[About this exercise]:
Reproduce the records below exactly, but leave their pictures out of the copy.

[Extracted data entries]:
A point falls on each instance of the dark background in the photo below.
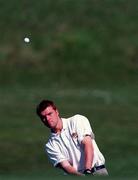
(82, 54)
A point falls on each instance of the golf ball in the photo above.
(26, 39)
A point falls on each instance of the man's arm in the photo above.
(68, 168)
(88, 151)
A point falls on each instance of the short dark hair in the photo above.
(43, 105)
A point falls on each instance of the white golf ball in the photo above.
(26, 39)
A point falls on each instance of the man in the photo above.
(72, 145)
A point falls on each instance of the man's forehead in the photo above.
(48, 109)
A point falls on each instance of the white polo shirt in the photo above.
(67, 145)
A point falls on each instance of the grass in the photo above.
(82, 55)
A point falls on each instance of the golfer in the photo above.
(72, 145)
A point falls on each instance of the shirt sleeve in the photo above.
(83, 127)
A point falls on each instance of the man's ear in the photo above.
(57, 112)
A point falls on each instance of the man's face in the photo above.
(50, 117)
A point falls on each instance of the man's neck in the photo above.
(58, 128)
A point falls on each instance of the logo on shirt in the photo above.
(74, 135)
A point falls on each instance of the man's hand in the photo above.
(68, 168)
(87, 172)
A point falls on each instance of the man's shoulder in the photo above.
(75, 118)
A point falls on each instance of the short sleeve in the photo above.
(83, 127)
(54, 154)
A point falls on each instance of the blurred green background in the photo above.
(82, 54)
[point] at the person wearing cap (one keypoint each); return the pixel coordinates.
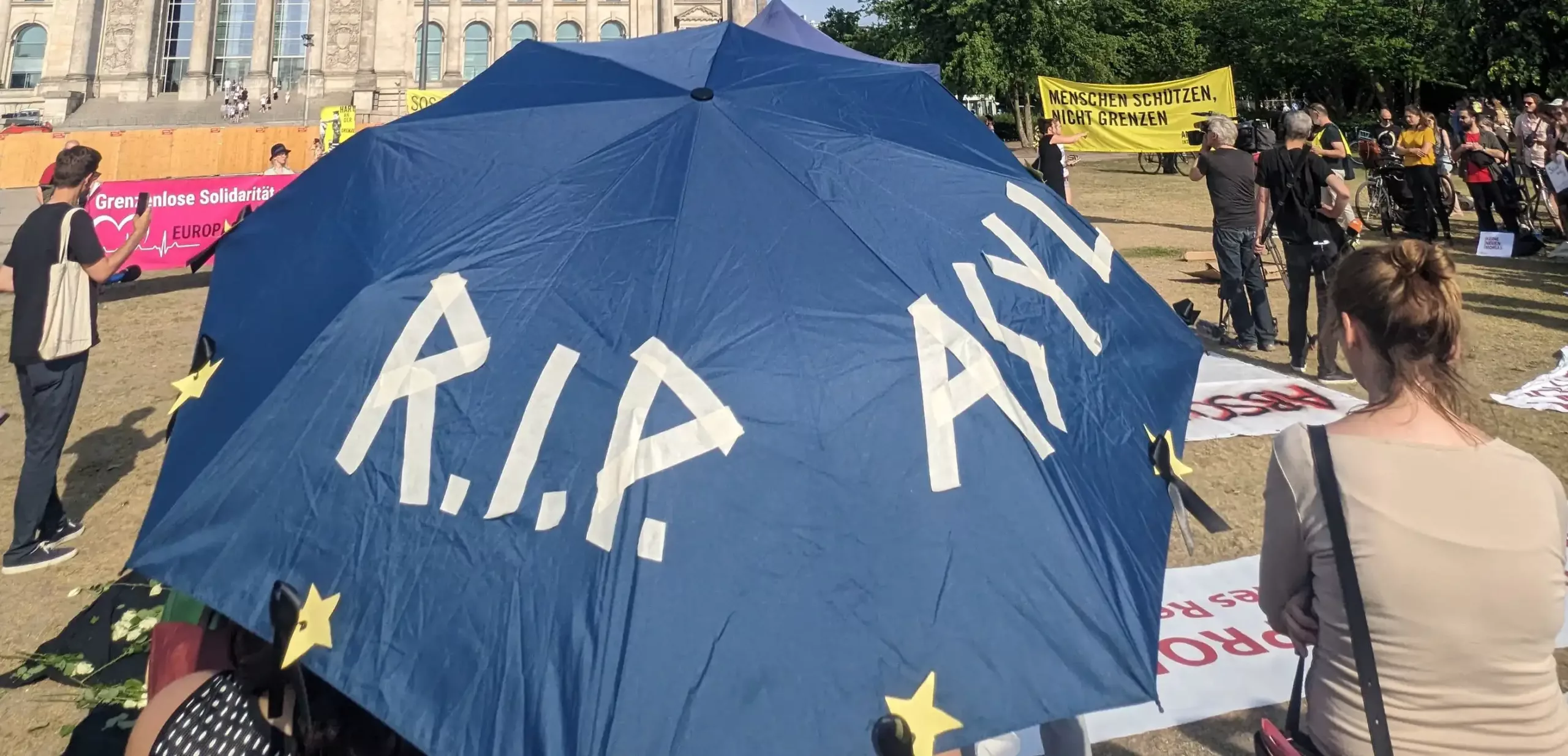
(279, 163)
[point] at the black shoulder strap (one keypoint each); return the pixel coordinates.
(1355, 610)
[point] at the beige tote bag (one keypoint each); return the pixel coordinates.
(68, 316)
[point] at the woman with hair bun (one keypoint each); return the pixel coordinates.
(1457, 539)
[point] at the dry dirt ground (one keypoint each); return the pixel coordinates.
(1517, 316)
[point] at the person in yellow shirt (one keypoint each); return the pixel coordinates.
(1418, 149)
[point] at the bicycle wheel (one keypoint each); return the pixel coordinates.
(1365, 208)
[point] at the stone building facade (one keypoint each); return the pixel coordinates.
(62, 52)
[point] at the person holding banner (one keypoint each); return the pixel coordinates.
(1291, 182)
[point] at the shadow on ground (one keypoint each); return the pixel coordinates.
(104, 457)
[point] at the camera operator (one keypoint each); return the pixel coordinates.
(1330, 145)
(1231, 173)
(1291, 179)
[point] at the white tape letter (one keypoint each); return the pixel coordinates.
(405, 374)
(1034, 277)
(946, 397)
(632, 457)
(1021, 345)
(1098, 258)
(530, 433)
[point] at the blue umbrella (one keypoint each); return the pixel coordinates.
(682, 395)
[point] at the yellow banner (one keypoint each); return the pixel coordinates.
(337, 124)
(421, 99)
(1137, 118)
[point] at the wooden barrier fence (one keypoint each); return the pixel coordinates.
(159, 152)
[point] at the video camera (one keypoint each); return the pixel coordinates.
(1250, 135)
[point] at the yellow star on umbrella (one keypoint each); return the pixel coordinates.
(922, 716)
(194, 385)
(314, 626)
(1177, 465)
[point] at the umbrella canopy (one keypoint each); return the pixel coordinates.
(782, 23)
(682, 395)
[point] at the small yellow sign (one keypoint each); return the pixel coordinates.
(1137, 118)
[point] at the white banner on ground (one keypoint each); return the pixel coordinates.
(1544, 392)
(1217, 656)
(1239, 399)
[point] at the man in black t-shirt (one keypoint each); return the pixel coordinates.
(51, 388)
(1230, 173)
(1291, 184)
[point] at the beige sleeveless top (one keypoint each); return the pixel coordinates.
(1460, 559)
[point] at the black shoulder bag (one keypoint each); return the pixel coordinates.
(1292, 743)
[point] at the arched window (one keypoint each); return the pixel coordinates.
(27, 57)
(522, 32)
(475, 51)
(433, 45)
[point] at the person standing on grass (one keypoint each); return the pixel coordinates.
(51, 388)
(1477, 155)
(1457, 539)
(1291, 182)
(46, 182)
(1231, 176)
(1534, 130)
(1420, 152)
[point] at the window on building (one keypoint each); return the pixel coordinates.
(27, 57)
(432, 57)
(231, 41)
(290, 23)
(475, 51)
(176, 46)
(522, 32)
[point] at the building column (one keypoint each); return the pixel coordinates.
(315, 26)
(261, 76)
(366, 71)
(452, 55)
(198, 77)
(500, 32)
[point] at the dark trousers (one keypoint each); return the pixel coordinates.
(1242, 285)
(49, 402)
(1426, 208)
(1488, 196)
(1305, 270)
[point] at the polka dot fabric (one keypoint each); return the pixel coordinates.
(220, 719)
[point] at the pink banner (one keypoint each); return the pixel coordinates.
(187, 214)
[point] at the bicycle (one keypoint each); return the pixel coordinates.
(1150, 162)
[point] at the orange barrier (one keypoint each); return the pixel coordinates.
(159, 152)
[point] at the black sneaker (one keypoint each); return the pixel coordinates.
(41, 557)
(65, 532)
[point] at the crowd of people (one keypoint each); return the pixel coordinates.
(237, 101)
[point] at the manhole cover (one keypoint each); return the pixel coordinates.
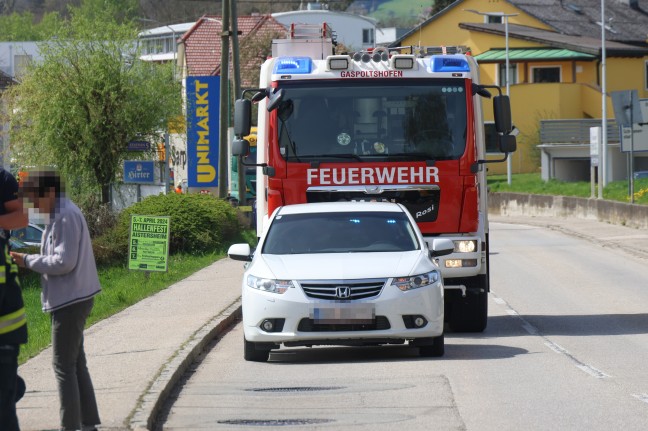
(274, 422)
(297, 389)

[Task output]:
A point falls on each instance of the dark background in the photo below.
(82, 54)
A point falls on each instance of the golf ball in the photo above.
(26, 39)
A point falls on each instance of the man's arm in the photo above.
(68, 168)
(88, 151)
A point falls on each instance of the short dark hair in the photo above.
(43, 105)
A point falls on each instance of the white golf ball in the photo above.
(26, 39)
A point falls on each instance of the man in the photo above.
(72, 145)
A point falls on each instance of the man's forehead in the photo above.
(48, 109)
A point falls on each instance of the white polo shirt in the photo above.
(67, 145)
A point falls on each instance of the grass in the photo above.
(82, 55)
A point falls on each instance of the golfer in the photo above.
(72, 145)
A point falls on each instance of the shirt sleeve in the photo above.
(83, 127)
A point falls on each instance of the man's ear in the photo above.
(57, 112)
A point falls on each instance of the man's face in the photo above.
(50, 117)
A point falls on each instance of the man's neck in the photo above.
(58, 128)
A point falls on each instance of the logo on shirt in the photo above.
(74, 135)
A point falls on each instance of the man's hand in the photo above.
(68, 168)
(87, 172)
A point falls on each instance of the man's shoulder in the photo above.
(75, 118)
A point falls on each instance of the short sleeve in the photo above.
(83, 127)
(54, 154)
A point falls on each instance of the blurred green background in the photo above.
(82, 54)
[point] at the person wearing cap (one keypoint each); return the pixel coordinates.
(279, 163)
[point] at the black shoulder strap (one keypoint each); return the pixel coordinates.
(1355, 610)
[point] at the beige tote bag (one keypoint each); return the pixel coordinates.
(68, 316)
[point] at the woman with hair bun (one keypoint each); return the pixel coordinates.
(1457, 539)
[point] at the dry dirt ground (one keypoint each); return the pixel coordinates.
(1517, 316)
[point] at the person in yellow shirt (one keypoint each); return the pixel coordinates.
(1418, 149)
[point] at the bicycle wheel (one keypoint each); return the pixel coordinates.
(1365, 208)
[point] at the stone building facade (one keypoint each); return the pixel coordinates.
(62, 52)
[point] at the person holding banner (one keypoint each); return the pixel coordinates.
(1291, 182)
[point] at the shadow on ground (one keypoint each); return the pixel coordinates.
(104, 457)
[point] at the camera operator (one keypoint each); return the pixel coordinates.
(1330, 145)
(1231, 173)
(1291, 179)
[point] at the white tape letter (one keypoint each); return the pixel coordinates.
(405, 374)
(1034, 277)
(946, 397)
(632, 457)
(1021, 345)
(1098, 258)
(530, 433)
[point] at the blue umbrella (one keypoint each); return the pixel coordinates.
(682, 395)
[point] at the yellow banner (one keypoint each); return the pixel coordinates.
(337, 124)
(421, 99)
(1137, 118)
[point] at the wooden barrier fence (one keypoint each); return the pixel coordinates.
(159, 152)
[point] at the video camera (one keypoint each); return the pixel coordinates.
(1250, 135)
[point] at the yellow star on umbrella (one keypoint each); return the pixel coordinates.
(922, 716)
(194, 385)
(314, 626)
(1177, 465)
[point] at the umbrella canopy (one keypoint each); return the pixel coordinates.
(782, 23)
(682, 395)
[point] at the small yellow sign (one keypoint each); return the pixel coordinates.
(1137, 118)
[point] at the white banner on ground (one keypoint each); return the pixel coordinates.
(1544, 392)
(1217, 656)
(1239, 399)
[point] at the man in black t-shirt (one keypoint each); return the pixel coordinates.
(51, 388)
(1230, 173)
(1291, 184)
[point] at the beige sleeveless top (one keypoint each); return the pixel coordinates.
(1460, 559)
[point] at the black shoulder bag (one keypoint each); return the pixel coordinates.
(1292, 743)
[point] at the arched window (one keypoint each); return the pixel coordinates.
(27, 57)
(522, 32)
(475, 51)
(433, 45)
[point] at the person standing on grass (one keypoint each); return the pixel coordinates.
(51, 388)
(1477, 155)
(1457, 539)
(1291, 182)
(46, 182)
(1231, 176)
(1534, 130)
(1420, 152)
[point] at the window on building (one keypoint each); return the pixel coordinates.
(27, 57)
(432, 57)
(231, 41)
(290, 23)
(475, 51)
(176, 46)
(522, 32)
[point] at the building column (one keypoint each); return the pixel coordinates.
(315, 26)
(261, 76)
(366, 71)
(452, 55)
(198, 77)
(500, 32)
[point] at the dark trousers (one keypoint each); return the pixel coordinates.
(1242, 285)
(49, 402)
(1426, 208)
(1488, 196)
(1305, 270)
[point] at the polka dot fabric (one keypoint each); return the pixel coordinates.
(220, 719)
[point] at the pink banner (one keypoint each); return the pixel coordinates.
(187, 214)
[point] at the bicycle (one keypoint each); return the pixel coordinates.
(1150, 162)
[point] at the orange barrier (one keypoint each); return the pixel coordinates.
(159, 152)
[point] at the black sneaker (one keypoint each); return the pixel coordinates.
(41, 557)
(65, 532)
[point] at the crowd of people (one keypoint each); return the pixel coordinates.
(237, 101)
[point] at the manhole cover (one keypoint each); return the pixel coordinates.
(274, 422)
(297, 389)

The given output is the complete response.